Data:

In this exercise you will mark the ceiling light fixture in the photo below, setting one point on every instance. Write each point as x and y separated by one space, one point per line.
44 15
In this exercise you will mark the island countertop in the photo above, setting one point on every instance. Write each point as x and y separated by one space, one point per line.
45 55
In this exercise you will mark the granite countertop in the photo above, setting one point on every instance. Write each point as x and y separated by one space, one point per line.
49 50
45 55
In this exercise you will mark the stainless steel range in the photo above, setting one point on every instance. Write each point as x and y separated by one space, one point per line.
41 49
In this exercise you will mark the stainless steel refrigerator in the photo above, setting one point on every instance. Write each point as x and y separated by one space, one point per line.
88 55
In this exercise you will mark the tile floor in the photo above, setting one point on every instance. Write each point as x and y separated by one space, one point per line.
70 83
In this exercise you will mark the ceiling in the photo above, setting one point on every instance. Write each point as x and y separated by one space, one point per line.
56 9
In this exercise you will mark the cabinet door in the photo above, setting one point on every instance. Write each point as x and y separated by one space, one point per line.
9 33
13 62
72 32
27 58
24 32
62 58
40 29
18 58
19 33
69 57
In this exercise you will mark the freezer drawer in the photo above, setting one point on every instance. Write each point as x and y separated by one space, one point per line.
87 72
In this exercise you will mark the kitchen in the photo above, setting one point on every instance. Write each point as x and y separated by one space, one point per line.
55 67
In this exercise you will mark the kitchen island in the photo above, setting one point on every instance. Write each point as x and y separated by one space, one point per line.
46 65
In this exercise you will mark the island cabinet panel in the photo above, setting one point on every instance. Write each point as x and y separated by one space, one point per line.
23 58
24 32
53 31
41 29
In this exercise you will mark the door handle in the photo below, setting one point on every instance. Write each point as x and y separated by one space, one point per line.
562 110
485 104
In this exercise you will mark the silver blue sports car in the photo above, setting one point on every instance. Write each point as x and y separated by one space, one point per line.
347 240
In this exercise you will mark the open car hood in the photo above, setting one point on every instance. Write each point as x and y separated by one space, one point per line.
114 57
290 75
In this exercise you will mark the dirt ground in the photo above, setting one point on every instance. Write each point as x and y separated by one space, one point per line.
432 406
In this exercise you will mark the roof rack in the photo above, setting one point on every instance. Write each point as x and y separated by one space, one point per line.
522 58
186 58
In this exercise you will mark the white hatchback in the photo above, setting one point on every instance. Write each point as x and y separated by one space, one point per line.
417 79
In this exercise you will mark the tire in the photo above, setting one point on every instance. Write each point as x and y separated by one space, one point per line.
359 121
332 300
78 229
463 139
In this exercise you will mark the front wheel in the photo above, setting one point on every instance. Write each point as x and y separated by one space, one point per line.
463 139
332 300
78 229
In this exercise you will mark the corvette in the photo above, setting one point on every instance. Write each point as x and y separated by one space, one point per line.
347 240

Task:
Reproduce all of the rows above word for word, keeping each line as it stands.

Response:
In this exercise you will mark the ceiling light fixture in the photo below, setting one point on every instance. Write each point as x and y separated by one space, one point per line.
44 15
In this exercise you will mark the island countertop in the photo above, setting one point on every instance. Write each point as x and y separated by one space, one point per line.
45 55
In this exercise you will mark the granite countertop in the photo above, setting one point on every instance. Write each point as x and y separated by one space, one point per line.
49 50
45 55
In this exercise you will mark the stainless steel range in the photo above, setting one point on every instance. Write each point as x and y separated by one space, one point per line.
41 49
In this exercise you will mark the stainless steel refrigerator in the photo above, setting one point on every instance. Write each point as x and y separated by one space, one point per line.
88 55
In this exercise you will mark the tile floor in the photo above, setting one point on every instance. Write each point as x and y separated by one space, one point per line.
70 83
In this exercise you will mark the ceiling in the photo above, setting one point on every instance. Write each point as x and y separated by one space, one point per line.
56 9
In this exercise you will mark the cabinet door in the photo above, setting one point on every instance. Write each point as x and y separated by one space, one point per line.
9 33
13 62
72 32
27 58
24 32
62 58
40 29
18 58
19 33
69 57
In this exercise you will mark the freezer drawer in the photo above, setting one point on every instance. Write each point as x and y separated by one space, one point per line.
87 72
In this exercise you will mark the kitchen in the photo above, setting one point on every instance. Write each point as x and y separated by one space, one point per line.
55 67
In this exercise you will mark the kitchen island in the photo above, setting one point on every instance. Write each point as x and y separated by one space, one point per line.
46 65
In this exercise you will mark the island cabinet panel in the photo above, setting one point on every instance. Write each point as x and y separated by one space, one point per line.
23 58
24 32
53 31
41 29
In this exercise you will mark the door handle in the photo below, setting one point on every instance. Write each point as x and y separated by one space, one point per line.
562 110
485 104
In this exercise you will mark the silver blue sports car in the photo above, setting one point on every instance. Write each point as x and y separated by one space, one point per line.
347 240
In this exercise you will mark the open car hood in the photo above, setting one point on every instance. Write each point as x and y separated by one space, one point per line.
114 57
290 75
In this exercise you will mark the dirt ground in the photo above, setting one point on every instance. Write each point as x and y separated by one space, one point per line.
432 406
In this exercise you will mark the roof rack in the photo above, setting one point on every instance. Write each point as x and y separated by one space, one point per line.
522 58
186 58
In this exercise you will mark the white hatchback in the photo above, setting one point on every instance. Write each point as x and y separated by one space, one point per line.
417 79
In this exercise you will mark the tire in the photo above, setting one point on every instance. Write each point as x and y separated by one space, one point per line.
359 121
332 300
78 229
463 139
In this exercise you will mark the front wheel in the photo above, setting one point on every instance. Write each point as x and y separated by one space, one point per line.
463 139
332 300
78 229
In this exercise you will mark the corvette in the photo above, setting one point on every instance. Write each point as x and y separated by one space, one point per line.
347 240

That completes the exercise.